start Records provided

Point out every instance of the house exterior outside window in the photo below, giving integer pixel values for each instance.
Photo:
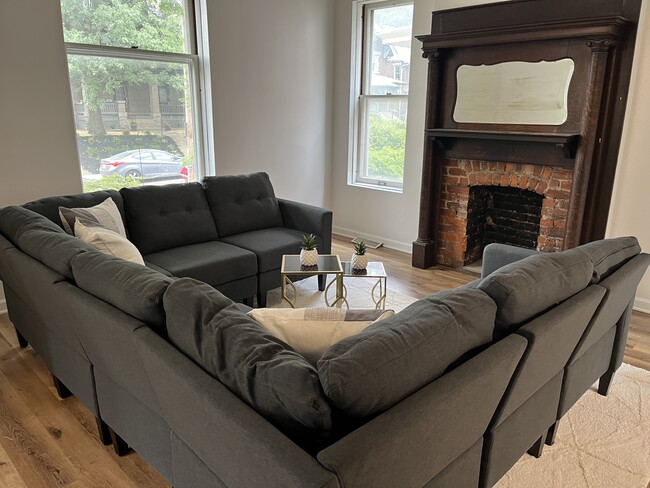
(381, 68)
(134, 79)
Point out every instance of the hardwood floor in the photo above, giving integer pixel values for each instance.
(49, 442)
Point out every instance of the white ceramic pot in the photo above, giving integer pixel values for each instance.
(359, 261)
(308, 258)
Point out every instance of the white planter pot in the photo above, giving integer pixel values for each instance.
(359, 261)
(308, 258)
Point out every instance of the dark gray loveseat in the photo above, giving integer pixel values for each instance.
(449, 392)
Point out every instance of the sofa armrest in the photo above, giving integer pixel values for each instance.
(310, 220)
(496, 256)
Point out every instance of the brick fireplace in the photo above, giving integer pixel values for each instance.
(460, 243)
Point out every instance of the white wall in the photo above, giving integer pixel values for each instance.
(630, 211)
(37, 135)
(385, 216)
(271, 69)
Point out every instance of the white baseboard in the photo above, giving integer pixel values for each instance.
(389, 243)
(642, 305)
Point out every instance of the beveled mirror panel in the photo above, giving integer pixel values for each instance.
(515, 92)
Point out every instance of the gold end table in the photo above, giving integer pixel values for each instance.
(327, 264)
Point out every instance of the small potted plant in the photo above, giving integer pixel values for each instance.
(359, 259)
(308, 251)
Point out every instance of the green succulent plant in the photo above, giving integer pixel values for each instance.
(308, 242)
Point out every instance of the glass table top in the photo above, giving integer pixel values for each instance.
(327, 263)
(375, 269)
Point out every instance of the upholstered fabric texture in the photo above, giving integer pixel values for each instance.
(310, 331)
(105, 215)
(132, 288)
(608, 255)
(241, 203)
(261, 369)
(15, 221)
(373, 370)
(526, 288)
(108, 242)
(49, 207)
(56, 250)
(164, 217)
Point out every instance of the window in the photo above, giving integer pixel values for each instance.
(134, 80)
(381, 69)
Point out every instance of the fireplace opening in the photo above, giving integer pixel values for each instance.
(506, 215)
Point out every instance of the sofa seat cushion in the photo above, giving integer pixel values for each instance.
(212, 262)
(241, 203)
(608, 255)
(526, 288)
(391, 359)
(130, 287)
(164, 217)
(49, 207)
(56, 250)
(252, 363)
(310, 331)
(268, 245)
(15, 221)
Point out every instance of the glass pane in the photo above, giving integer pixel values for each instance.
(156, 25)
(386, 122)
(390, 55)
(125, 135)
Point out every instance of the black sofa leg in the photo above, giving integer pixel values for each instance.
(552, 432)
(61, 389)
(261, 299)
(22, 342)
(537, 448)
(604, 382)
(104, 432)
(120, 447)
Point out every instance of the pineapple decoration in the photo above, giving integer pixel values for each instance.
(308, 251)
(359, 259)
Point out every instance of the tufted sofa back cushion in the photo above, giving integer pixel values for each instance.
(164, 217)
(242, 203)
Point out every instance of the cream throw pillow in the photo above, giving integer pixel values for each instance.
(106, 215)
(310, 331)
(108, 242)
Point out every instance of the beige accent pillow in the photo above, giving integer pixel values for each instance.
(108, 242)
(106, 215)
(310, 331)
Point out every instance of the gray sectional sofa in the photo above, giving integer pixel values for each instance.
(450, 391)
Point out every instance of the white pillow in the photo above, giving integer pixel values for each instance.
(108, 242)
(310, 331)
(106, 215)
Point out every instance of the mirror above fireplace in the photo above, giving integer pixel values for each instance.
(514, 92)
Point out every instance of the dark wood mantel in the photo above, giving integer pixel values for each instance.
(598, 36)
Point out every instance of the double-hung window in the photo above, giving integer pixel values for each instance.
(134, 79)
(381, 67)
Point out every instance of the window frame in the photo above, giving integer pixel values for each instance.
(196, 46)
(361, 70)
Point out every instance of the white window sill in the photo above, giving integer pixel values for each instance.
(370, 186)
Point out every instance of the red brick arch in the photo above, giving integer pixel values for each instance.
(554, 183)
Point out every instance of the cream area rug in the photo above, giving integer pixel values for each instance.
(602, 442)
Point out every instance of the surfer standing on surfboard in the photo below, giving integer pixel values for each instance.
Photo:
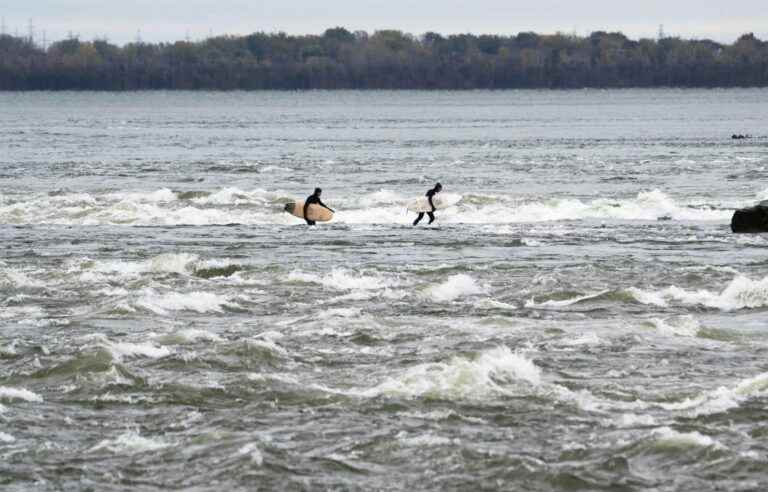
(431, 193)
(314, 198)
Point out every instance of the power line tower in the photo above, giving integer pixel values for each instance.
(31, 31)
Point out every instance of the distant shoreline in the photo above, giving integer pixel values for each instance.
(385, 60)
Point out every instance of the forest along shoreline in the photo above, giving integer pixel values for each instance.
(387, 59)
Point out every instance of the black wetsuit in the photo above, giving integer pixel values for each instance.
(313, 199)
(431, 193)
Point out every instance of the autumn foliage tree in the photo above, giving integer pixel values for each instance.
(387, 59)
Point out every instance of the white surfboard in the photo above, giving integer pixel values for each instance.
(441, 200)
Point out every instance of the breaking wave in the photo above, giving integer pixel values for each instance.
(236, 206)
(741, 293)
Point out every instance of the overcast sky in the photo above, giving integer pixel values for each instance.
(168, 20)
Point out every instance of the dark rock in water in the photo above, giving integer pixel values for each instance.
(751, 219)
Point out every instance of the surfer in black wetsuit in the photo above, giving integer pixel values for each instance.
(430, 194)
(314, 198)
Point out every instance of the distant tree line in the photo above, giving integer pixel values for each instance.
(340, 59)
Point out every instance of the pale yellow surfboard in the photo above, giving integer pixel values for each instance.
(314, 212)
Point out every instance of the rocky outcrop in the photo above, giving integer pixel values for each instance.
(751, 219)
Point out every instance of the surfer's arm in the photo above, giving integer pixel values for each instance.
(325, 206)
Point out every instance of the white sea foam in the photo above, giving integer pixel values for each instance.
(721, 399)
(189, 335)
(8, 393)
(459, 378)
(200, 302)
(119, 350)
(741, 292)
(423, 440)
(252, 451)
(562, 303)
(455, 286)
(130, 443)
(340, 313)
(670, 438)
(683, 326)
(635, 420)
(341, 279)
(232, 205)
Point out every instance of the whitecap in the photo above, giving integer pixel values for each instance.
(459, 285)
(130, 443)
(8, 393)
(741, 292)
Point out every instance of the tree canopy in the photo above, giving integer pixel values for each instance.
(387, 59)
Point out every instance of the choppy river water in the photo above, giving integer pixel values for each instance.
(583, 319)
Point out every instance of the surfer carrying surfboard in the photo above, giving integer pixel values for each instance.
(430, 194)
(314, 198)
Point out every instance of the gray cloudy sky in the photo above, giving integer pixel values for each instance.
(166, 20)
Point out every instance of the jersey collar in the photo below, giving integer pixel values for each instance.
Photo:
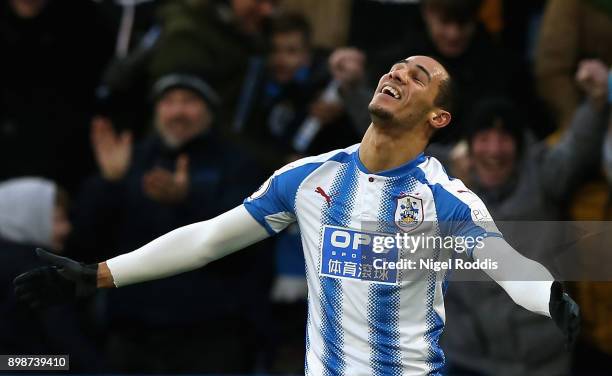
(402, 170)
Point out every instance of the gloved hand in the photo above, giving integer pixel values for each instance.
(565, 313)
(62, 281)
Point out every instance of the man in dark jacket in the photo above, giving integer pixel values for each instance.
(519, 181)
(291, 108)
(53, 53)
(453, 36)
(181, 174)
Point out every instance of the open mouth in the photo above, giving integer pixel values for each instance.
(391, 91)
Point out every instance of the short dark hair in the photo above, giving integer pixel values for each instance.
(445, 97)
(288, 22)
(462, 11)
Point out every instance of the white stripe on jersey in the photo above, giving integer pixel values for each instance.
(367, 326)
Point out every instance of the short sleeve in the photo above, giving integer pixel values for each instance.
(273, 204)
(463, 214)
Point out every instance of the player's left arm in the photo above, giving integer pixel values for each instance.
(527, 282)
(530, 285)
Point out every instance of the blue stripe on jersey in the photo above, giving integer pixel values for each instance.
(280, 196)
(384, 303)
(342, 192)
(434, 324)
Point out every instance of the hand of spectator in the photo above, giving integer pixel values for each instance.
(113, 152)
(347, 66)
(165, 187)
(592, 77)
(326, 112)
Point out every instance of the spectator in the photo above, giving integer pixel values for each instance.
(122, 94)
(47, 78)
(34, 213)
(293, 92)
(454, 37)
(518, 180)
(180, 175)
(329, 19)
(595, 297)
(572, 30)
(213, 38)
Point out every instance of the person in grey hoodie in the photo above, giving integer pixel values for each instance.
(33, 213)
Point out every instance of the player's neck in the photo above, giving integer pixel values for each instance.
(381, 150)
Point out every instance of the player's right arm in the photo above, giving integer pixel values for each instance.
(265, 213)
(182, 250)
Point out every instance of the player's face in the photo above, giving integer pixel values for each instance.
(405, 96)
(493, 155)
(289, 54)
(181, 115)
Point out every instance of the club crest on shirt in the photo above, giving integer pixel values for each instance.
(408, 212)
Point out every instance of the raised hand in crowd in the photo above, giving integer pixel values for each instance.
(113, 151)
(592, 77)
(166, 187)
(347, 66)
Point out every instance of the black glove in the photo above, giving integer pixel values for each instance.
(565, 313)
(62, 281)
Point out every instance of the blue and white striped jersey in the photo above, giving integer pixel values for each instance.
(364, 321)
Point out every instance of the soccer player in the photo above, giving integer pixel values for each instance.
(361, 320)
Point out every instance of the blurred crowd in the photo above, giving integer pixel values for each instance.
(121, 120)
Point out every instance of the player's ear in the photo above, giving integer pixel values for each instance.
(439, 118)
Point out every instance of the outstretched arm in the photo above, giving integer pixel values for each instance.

end Records provided

Problem to solve: Using the material above, extract the line that contains "Point out every instance of the person" and every line after it, exactly as given; stop at the last line.

Complete output:
Point out every instance of the person in grey hoodie in the photo above, giving integer pixel values for each instance.
(33, 213)
Point out every instance of the player's neck in the photo above, giving integer pixel values for each instance.
(381, 150)
Point out every instance of the player's right arm in the photo above, giving integer pixel values for each instance.
(265, 213)
(182, 250)
Point out every instance of the player's face in the photo above, giving integer pixel values for each instance.
(405, 96)
(493, 155)
(289, 54)
(181, 115)
Point out every instance of the club crest on shirt in the photo above, giving integer pixel values for each instance.
(408, 212)
Point out every instance of the raised hand in crowd in the photo above, giving integer pixel values for each instance.
(113, 151)
(592, 77)
(166, 187)
(347, 66)
Point out every instance of the black glove in the photo above, giving integer pixel values for each instance.
(565, 313)
(62, 281)
Point out every instance of the blue and white striped jersey in the photo above, giving integer pixel values for each instance.
(364, 321)
Point out every instance of the soccer player in the photo above, giving integer pixel values for each instance.
(361, 320)
Point out every instance of the blurred crowd in the photo above, giving integer pixel values for each instance.
(121, 120)
Point out every instance of the player's ear in the photo above, giving integer pixel values for each instance.
(439, 118)
Point out every instance of the outstretched arm in the photo above, giving integer pixel values for each instance.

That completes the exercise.